§ **Problem to work on**:
Report every line of the records below that contains the word "positive", matching case exactly.

§ **Segmentation mask data**:
◇ ◇ ◇ ◇

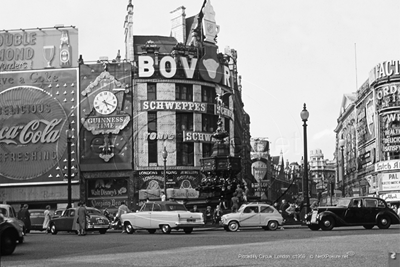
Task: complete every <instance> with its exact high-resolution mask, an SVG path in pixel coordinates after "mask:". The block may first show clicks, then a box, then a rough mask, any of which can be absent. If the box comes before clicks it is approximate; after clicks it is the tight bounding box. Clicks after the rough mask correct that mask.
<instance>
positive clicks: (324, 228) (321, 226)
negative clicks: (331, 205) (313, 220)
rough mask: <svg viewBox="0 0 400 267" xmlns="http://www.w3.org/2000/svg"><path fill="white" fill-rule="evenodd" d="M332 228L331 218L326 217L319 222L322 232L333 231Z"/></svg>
mask: <svg viewBox="0 0 400 267" xmlns="http://www.w3.org/2000/svg"><path fill="white" fill-rule="evenodd" d="M334 226H335V221H334V220H333V218H332V217H329V216H327V217H324V218H323V219H322V220H321V221H320V227H321V229H322V230H323V231H330V230H332V229H333V227H334Z"/></svg>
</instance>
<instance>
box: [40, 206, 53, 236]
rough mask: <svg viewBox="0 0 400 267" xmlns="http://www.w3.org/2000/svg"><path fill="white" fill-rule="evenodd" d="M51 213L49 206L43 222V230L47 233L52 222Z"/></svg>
mask: <svg viewBox="0 0 400 267" xmlns="http://www.w3.org/2000/svg"><path fill="white" fill-rule="evenodd" d="M51 215H52V214H51V211H50V205H47V206H46V210H45V211H44V220H43V226H42V227H43V230H45V231H46V232H47V233H48V232H49V231H48V228H49V222H50V220H51Z"/></svg>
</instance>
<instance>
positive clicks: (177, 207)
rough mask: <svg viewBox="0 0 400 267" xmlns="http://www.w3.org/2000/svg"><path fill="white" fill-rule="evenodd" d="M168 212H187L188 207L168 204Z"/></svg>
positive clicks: (179, 205) (171, 204)
mask: <svg viewBox="0 0 400 267" xmlns="http://www.w3.org/2000/svg"><path fill="white" fill-rule="evenodd" d="M165 207H166V208H167V211H175V210H183V211H187V209H186V207H185V206H184V205H182V204H166V205H165Z"/></svg>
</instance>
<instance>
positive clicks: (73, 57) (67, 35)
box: [0, 27, 79, 71]
mask: <svg viewBox="0 0 400 267" xmlns="http://www.w3.org/2000/svg"><path fill="white" fill-rule="evenodd" d="M78 57H79V52H78V29H76V28H72V27H65V28H64V27H61V28H57V29H56V28H47V29H35V30H30V29H27V30H20V31H2V32H0V71H21V70H34V69H45V68H46V69H53V68H56V69H57V68H71V67H77V66H78V63H77V61H78Z"/></svg>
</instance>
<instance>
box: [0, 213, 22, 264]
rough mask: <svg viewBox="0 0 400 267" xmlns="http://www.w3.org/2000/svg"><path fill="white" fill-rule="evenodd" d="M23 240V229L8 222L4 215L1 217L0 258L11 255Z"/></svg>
mask: <svg viewBox="0 0 400 267" xmlns="http://www.w3.org/2000/svg"><path fill="white" fill-rule="evenodd" d="M23 239H24V236H23V233H22V230H21V228H20V227H16V226H15V224H13V223H10V222H8V221H7V219H5V217H4V216H3V215H0V256H1V255H11V254H12V253H13V252H14V250H15V248H16V246H17V241H19V243H22V241H21V240H23Z"/></svg>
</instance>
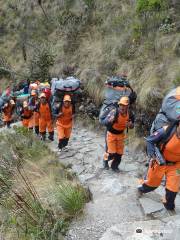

◇ ◇ ◇ ◇

§ **Solution to this exercise**:
positive clicks: (324, 228) (321, 226)
positive clicks: (177, 207)
positive clicks: (179, 205) (171, 204)
positive clicks: (73, 57) (67, 35)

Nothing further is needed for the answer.